In full and without alteration, write out the data below.
··· INPUT DATA
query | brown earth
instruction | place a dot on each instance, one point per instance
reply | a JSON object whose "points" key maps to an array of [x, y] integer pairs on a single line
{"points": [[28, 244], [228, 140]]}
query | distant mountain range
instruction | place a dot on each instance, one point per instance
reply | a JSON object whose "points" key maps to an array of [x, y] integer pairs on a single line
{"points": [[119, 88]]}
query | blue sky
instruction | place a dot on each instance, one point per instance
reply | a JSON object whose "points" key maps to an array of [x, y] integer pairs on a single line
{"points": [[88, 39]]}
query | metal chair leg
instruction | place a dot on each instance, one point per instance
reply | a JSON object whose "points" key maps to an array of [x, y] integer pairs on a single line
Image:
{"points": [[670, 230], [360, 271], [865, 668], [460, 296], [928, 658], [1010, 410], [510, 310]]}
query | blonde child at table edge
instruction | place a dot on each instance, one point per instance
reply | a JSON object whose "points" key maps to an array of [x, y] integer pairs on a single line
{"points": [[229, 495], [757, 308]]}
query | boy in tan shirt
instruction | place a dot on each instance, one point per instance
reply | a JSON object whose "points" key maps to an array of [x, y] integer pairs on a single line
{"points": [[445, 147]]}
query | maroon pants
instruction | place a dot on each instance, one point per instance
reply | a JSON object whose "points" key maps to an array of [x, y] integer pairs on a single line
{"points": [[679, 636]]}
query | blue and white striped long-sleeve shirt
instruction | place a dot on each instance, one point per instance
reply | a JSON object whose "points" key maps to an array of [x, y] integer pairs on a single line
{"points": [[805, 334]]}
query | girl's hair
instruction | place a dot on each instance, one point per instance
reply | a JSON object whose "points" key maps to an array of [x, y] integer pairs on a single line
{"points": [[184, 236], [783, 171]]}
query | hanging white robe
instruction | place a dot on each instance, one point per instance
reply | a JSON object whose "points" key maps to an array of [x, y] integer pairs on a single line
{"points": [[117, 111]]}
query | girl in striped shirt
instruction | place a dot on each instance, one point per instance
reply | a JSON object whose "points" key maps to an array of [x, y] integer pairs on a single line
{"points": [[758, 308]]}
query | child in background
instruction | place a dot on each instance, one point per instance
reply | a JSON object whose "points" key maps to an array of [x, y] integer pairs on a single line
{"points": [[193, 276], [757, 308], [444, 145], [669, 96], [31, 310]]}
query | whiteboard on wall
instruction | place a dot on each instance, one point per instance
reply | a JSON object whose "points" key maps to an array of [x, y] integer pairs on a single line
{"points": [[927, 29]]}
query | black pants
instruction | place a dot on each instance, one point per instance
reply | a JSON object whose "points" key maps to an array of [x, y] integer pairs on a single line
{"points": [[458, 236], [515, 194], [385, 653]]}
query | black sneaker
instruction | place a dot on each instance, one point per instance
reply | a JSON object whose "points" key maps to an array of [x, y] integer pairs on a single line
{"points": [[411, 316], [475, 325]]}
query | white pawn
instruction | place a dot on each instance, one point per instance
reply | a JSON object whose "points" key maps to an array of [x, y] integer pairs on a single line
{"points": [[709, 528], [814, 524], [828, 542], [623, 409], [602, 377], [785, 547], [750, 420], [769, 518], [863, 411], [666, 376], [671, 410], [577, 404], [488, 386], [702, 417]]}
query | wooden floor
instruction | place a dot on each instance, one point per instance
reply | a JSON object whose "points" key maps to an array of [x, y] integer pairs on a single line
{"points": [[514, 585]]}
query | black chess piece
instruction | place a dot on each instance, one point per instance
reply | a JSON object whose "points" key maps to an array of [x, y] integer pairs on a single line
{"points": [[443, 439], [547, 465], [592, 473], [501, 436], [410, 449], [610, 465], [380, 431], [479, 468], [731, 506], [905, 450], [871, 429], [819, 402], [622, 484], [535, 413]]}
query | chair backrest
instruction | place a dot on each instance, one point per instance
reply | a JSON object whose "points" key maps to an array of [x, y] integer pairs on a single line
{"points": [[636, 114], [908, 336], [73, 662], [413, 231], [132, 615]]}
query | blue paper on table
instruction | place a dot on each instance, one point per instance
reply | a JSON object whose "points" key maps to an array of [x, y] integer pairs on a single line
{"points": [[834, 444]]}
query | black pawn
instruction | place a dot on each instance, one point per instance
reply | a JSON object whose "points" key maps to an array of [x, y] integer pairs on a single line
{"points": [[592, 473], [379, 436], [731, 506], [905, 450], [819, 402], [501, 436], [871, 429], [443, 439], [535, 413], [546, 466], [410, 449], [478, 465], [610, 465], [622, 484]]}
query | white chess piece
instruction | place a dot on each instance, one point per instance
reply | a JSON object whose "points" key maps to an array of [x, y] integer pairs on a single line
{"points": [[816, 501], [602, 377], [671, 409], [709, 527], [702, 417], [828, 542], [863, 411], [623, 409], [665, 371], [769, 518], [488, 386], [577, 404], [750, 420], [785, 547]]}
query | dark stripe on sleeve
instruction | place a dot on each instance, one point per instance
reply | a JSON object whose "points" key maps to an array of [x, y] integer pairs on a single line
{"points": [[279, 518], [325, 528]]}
······
### EXERCISE RESULT:
query | brown earth
instruction | place a dot on each instance, one point per instance
reply | a JSON object whose "points" key maps to an array of [x, y] integer pairs on a single line
{"points": [[28, 244], [228, 140]]}
query | distant mountain range
instruction | place a dot on each instance, one point per instance
reply | a JSON object whose "points" key maps to an array of [x, y] integer pairs on a single line
{"points": [[119, 88]]}
query | blue sky
instruction | place a dot on each instance, one point per instance
reply | a JSON object whose "points" key maps to an array of [x, y] integer pairs on a single line
{"points": [[88, 39]]}
query | metal chair leg
instruction | place a dot on each instance, one point per instance
reply | a JSON object whose "points" key maps to an array of [x, y] integer pairs on a single line
Image:
{"points": [[670, 230], [360, 271], [865, 668], [460, 296], [928, 658], [1010, 410], [510, 310]]}
query | blonde child at table edge
instruction | place a dot on each instance, one point per instance
reply | a JSON object whose "points" key maps to an array of [x, y] integer pairs on a single line
{"points": [[229, 495], [757, 308]]}
query | boy in tan shirt
instruction | place a dot on each instance, one point per instance
reply | a JSON object whose "points" key maps to an array of [x, y] integer pairs on a single line
{"points": [[445, 147]]}
query | maroon pants
instruction | place a dot on each instance, one point per instance
reply | a JSON object whose "points" key maps to an array of [x, y] integer pairs on a single line
{"points": [[679, 636]]}
query | blue and white striped long-sleeve shirt
instruction | place a dot on each instance, one point per instance
reply | a JSON object whose "points" key maps to an array of [x, y] integer pairs on a single line
{"points": [[805, 334]]}
query | girl's hair
instruction | place a dot on each instance, one point per instance
reply | a JSON object whose "points" key maps to an array of [x, y] integer pairs on a single line
{"points": [[184, 236], [783, 171]]}
query | hanging white robe
instruction | place a dot on each instance, one point per instance
reply | a JSON object whose "points" key maps to an array of [x, y] integer pairs on a single line
{"points": [[117, 111]]}
query | girl in striped shirt
instruction | place a dot on each instance, one point per instance
reply | a JSON object whose "points" key maps to an array of [x, y] integer pairs on a single line
{"points": [[758, 308]]}
query | child in background
instruction | place a dot on each instance, one point per instance
reply | a JSON object whose "points" key maps to an array of [x, y] integer pairs on a single line
{"points": [[193, 276], [757, 308], [444, 145], [669, 96], [31, 310]]}
query | whiteboard on wall
instruction | place a dot on each instance, one point per instance
reply | a JSON object whose "points" key maps to an array of [x, y] integer pairs on a single line
{"points": [[927, 29]]}
query | black pants
instruction | place a dot on each instance, one point per instance
reply | a JSON object whose "points" key maps to an array of [x, y] integer pairs on a single line
{"points": [[458, 236], [515, 194], [385, 653]]}
query | black sneaker
instruction | place a dot on each instance, one point per instance
reply | a JSON object whose "points" key maps to an array of [x, y] integer pairs on a single line
{"points": [[411, 316], [475, 325]]}
query | white pawn
instruction | place a dot on each instance, one point per instance
reply | a JSON object whose "points" key maps to an array of [x, y] integer pairs on a single line
{"points": [[709, 528], [814, 524], [828, 542], [623, 409], [602, 377], [785, 547], [750, 420], [769, 518], [863, 411], [666, 376], [671, 410], [577, 404], [488, 386], [702, 417]]}
query | wooden floor
instruction | place a dot on each instance, one point per instance
reply | a JSON object whose "points" key maps to an array of [x, y] integer pairs on a single line
{"points": [[514, 585]]}
query | black chess piece
instruction | place a dot on each instance, one point per instance
reply | a JSON object whose "points" key maps to an array of [x, y] integer pairs on a single line
{"points": [[443, 439], [547, 465], [592, 473], [501, 436], [410, 449], [610, 465], [380, 431], [479, 468], [731, 506], [905, 450], [871, 429], [819, 402], [622, 484], [535, 413]]}
query | chair backrest
instruction | place a dot on each instance, one point per instance
reply | a JSON object whose "points" key maps to an array of [x, y] integer pairs on a single line
{"points": [[636, 114], [908, 336], [73, 662], [413, 231], [132, 615]]}
query | blue paper on table
instruction | place a dot on each instance, one point per instance
reply | a JSON object whose "points" key maps to an array of [x, y] integer pairs on a single line
{"points": [[834, 444]]}
query | black pawn
instruction | place a dot on each instance, one point per instance
reply | a JSON object whose "points" key maps to an array of [x, y] integer pairs on a single line
{"points": [[592, 473], [379, 436], [731, 506], [905, 450], [819, 402], [501, 436], [871, 429], [443, 439], [535, 413], [546, 466], [410, 449], [478, 465], [610, 465], [622, 484]]}
query | white chess piece
instruction | place a dot on each instance, one point per instance
reply | a JSON object whose "points" key maps to an array of [x, y] integer pairs on a single line
{"points": [[816, 501], [602, 377], [671, 409], [709, 527], [702, 417], [828, 542], [863, 411], [623, 409], [665, 371], [769, 518], [488, 386], [577, 404], [750, 420], [785, 547]]}
query | dark stripe on sleeve
instruction | place a dot on each instance, one point per instance
reply | a JSON object whose "points" key maps to an array of [x, y] integer pairs on a single line
{"points": [[279, 518], [325, 528]]}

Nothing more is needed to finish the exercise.